__Provided passage__
-------------------------

Family legend is that the Coat of Arms was adopted by the Mahaffeys of Ireland in the 11th century. It consists of a shield, on which is a mailed arm raised in defense of the home [land], with a broken spear held in the hand. Over it is the inscription, Factus Non Victus,
meaning, broken but not conquered.
All pieces of silverware, including furniture, dating as far back as 800 years has this emblem engraved on it, and these are to be found among the old family relics in Dublin, and other cities in Ireland. The above is from the book entitled: Mahaffey Descendants 1600-1914, printed in 1914. Excerpts contained in following chapters.

-------------------------

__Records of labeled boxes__
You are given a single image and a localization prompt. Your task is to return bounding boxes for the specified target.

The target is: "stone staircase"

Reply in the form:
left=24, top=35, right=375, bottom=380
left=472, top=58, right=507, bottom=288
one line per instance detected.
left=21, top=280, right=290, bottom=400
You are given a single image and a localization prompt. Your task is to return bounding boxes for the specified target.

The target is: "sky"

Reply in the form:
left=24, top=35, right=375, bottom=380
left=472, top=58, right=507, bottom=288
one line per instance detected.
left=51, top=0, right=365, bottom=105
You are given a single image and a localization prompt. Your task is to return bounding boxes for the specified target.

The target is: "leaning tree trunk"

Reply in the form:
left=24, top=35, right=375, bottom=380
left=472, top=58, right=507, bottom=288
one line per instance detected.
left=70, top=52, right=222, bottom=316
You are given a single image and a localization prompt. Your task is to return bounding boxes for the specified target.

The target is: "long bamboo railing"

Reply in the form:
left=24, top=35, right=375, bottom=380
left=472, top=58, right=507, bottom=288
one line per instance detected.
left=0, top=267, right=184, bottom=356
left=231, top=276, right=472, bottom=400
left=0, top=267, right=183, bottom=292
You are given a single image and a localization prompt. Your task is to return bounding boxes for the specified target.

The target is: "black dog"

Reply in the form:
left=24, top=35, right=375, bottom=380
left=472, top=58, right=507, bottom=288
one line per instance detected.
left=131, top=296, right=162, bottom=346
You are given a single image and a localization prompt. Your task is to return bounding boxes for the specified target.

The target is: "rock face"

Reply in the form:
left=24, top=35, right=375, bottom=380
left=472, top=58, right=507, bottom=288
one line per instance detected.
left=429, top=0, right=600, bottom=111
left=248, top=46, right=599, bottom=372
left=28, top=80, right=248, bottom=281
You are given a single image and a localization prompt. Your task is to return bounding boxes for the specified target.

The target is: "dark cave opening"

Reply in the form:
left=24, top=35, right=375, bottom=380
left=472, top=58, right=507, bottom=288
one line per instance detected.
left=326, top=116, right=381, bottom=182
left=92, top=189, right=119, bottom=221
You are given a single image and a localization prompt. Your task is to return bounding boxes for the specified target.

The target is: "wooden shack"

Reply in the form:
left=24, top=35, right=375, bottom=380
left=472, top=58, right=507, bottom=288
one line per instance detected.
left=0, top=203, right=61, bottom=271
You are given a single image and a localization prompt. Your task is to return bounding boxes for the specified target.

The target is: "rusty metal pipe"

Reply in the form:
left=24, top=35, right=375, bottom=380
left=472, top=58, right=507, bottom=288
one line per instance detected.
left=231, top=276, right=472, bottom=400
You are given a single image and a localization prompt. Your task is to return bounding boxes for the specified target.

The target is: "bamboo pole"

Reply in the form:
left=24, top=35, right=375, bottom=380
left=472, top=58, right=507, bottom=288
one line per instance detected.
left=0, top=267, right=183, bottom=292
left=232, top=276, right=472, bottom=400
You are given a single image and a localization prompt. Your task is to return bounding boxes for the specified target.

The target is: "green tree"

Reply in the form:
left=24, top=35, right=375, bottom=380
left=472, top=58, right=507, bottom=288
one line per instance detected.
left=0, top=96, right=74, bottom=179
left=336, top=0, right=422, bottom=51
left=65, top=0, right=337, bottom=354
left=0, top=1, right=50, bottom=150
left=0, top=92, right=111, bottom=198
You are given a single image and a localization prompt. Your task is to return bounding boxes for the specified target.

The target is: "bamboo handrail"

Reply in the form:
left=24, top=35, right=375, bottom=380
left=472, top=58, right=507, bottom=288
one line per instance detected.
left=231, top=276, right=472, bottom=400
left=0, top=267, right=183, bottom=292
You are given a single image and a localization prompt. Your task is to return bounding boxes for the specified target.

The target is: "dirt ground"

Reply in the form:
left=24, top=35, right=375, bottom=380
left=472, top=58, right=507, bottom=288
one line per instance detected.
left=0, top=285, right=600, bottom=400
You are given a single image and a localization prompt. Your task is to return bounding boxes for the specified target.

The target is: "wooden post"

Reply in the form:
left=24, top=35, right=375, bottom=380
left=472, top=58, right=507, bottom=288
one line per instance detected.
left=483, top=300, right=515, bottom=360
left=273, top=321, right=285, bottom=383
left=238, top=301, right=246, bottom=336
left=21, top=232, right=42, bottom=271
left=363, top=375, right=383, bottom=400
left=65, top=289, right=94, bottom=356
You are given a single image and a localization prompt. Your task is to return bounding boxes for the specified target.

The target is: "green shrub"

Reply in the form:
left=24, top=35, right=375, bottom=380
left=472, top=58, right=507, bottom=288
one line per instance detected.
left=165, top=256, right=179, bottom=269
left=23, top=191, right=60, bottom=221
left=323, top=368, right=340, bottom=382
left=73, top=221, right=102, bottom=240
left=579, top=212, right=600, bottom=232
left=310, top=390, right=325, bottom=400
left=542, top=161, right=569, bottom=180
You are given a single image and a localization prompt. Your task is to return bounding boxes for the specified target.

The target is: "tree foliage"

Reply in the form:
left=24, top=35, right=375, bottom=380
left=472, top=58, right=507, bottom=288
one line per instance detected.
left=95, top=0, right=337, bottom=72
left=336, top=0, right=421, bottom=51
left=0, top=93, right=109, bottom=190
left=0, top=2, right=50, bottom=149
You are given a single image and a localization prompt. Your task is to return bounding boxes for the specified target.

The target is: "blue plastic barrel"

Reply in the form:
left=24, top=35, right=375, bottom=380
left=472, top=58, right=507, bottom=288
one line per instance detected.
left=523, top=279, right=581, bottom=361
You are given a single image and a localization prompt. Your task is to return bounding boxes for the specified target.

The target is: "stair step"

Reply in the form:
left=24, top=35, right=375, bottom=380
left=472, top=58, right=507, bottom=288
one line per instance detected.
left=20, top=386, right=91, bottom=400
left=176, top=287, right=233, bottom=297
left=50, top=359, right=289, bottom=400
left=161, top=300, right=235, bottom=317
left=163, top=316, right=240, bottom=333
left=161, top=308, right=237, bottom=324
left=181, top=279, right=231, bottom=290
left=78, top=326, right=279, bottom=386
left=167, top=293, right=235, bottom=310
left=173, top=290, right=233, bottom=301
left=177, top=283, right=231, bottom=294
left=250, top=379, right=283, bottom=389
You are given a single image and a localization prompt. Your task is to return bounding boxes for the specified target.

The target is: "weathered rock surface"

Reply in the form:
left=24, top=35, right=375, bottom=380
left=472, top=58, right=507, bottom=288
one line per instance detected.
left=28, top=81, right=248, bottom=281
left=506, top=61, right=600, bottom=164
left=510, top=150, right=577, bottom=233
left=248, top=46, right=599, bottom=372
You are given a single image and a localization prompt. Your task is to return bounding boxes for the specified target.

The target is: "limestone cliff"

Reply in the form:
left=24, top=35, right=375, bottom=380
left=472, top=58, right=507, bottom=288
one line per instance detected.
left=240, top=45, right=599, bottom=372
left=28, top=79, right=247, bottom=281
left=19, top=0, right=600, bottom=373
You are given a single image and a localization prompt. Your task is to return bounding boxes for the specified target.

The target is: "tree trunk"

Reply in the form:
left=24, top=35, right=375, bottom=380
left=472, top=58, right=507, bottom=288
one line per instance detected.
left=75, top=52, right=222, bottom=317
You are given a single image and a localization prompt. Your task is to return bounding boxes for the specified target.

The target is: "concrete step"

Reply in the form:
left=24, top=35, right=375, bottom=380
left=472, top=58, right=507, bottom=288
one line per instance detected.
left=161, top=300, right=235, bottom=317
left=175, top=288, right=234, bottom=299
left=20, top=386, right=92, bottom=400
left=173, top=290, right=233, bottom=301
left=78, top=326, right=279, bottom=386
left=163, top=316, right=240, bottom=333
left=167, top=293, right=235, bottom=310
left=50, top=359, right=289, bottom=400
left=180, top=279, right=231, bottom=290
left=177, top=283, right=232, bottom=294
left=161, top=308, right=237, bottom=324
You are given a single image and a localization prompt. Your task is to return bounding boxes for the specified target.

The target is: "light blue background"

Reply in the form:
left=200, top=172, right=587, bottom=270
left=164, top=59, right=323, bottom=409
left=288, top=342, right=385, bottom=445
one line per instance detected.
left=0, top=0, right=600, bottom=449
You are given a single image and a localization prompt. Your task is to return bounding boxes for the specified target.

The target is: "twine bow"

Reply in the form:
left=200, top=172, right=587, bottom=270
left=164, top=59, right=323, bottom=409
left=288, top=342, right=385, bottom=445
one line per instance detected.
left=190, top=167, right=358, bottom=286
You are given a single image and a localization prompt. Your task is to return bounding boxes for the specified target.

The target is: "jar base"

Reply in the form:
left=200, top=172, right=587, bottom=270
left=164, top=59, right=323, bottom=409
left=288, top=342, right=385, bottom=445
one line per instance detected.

-------------------------

__Parts of the exercise__
A: In the Mahaffey coat of arms passage, what does the inscription Factus Non Victus mean?
B: List every feature of the Coat of Arms that the Mahaffey coat of arms passage describes.

__The solutions__
A: Broken but not conquered.

B:
- A shield
- A mailed arm raised in defense of the home [land]
- A broken spear held in the hand
- The inscription Factus Non Victus